WORK INSTRUCTIONS:
Could you reproduce the items word for word, starting at their very first line and continuing through the line that contains "pixel 78 179", including that line?

## start SUPPLIED DATA

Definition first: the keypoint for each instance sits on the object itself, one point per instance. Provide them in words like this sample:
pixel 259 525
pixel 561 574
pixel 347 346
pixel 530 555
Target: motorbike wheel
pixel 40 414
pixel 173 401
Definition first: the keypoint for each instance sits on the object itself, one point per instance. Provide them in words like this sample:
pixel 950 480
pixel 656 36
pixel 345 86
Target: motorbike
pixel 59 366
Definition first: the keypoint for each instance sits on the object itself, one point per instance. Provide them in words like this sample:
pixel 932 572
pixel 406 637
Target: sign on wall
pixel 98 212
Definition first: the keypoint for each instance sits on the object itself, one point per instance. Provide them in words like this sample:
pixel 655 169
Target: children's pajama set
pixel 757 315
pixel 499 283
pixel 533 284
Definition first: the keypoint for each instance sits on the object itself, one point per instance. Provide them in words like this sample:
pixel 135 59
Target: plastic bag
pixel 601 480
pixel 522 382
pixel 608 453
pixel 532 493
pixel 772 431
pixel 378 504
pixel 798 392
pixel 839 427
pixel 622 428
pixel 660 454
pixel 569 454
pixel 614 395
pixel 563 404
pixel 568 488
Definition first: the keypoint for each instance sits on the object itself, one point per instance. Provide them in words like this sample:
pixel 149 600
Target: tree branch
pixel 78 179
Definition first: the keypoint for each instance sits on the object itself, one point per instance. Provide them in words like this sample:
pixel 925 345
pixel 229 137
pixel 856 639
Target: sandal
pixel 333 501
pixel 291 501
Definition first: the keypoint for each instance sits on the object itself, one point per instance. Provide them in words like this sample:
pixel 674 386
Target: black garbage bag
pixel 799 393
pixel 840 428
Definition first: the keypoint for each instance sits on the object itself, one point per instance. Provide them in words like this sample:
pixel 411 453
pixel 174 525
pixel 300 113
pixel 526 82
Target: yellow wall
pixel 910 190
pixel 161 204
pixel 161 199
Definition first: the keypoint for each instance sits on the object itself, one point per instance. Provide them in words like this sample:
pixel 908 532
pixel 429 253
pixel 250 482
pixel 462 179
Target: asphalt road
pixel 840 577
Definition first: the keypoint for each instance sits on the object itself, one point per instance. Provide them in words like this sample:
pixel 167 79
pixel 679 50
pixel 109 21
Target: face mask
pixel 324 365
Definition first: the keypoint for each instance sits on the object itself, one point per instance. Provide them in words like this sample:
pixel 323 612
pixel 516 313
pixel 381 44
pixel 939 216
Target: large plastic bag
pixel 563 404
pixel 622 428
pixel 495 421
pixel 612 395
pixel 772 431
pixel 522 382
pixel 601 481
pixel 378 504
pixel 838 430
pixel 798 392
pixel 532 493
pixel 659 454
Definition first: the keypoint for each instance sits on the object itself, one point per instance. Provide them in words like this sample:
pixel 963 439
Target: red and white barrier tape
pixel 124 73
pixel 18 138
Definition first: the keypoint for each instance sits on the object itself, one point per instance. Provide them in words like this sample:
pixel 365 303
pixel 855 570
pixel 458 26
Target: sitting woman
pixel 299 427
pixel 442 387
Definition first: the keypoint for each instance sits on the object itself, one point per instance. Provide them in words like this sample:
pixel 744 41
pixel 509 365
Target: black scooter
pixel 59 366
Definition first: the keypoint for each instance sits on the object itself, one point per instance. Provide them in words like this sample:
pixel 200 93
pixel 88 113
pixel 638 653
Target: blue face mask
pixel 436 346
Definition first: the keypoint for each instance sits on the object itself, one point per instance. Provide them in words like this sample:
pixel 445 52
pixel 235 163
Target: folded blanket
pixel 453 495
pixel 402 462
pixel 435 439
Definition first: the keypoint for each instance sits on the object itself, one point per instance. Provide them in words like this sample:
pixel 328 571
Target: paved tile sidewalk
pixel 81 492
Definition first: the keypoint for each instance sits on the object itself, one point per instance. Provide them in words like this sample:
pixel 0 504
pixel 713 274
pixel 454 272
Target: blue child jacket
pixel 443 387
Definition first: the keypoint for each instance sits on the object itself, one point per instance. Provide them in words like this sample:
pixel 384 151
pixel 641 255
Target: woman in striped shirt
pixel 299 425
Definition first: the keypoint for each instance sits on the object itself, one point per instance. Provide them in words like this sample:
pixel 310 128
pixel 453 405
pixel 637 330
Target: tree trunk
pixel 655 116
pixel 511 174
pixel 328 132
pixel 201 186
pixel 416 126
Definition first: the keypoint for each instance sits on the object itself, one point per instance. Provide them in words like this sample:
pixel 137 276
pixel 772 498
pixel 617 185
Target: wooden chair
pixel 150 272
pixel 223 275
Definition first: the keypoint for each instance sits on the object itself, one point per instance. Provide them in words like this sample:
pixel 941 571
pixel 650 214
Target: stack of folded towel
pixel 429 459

## end SUPPLIED DATA

WRITTEN SOLUTION:
Definition first: the keypoint for each instance sits on the object itself, one point per instance. Provide them in words like this sample:
pixel 259 525
pixel 561 574
pixel 347 346
pixel 530 555
Target: motorbike wheel
pixel 40 414
pixel 173 401
Definition first: the keypoint for each instance sits on the object itself, one point per instance. Provide them in words like this sample:
pixel 950 480
pixel 656 36
pixel 345 86
Target: motorbike
pixel 59 366
Definition first: the keypoint for each instance sits on the object itself, one point per instance. Provide them in words like this sample:
pixel 932 572
pixel 406 637
Target: sign on wall
pixel 98 212
Definition first: the keypoint for each instance sits on the object itself, one point per instance. Provide them in words like this sample:
pixel 655 169
Target: children's pajama set
pixel 757 315
pixel 499 283
pixel 533 284
Definition first: the keypoint for each instance sits on the object itself, one point per instance. Provide them in words like this sample:
pixel 135 59
Target: plastic bag
pixel 601 480
pixel 522 382
pixel 608 453
pixel 532 493
pixel 772 431
pixel 378 504
pixel 798 392
pixel 839 427
pixel 622 428
pixel 660 454
pixel 569 454
pixel 614 395
pixel 563 404
pixel 568 488
Definition first: the keypoint for each instance sits on the object itself, one point per instance. Provide them in words like this sample:
pixel 149 600
Target: tree branch
pixel 78 179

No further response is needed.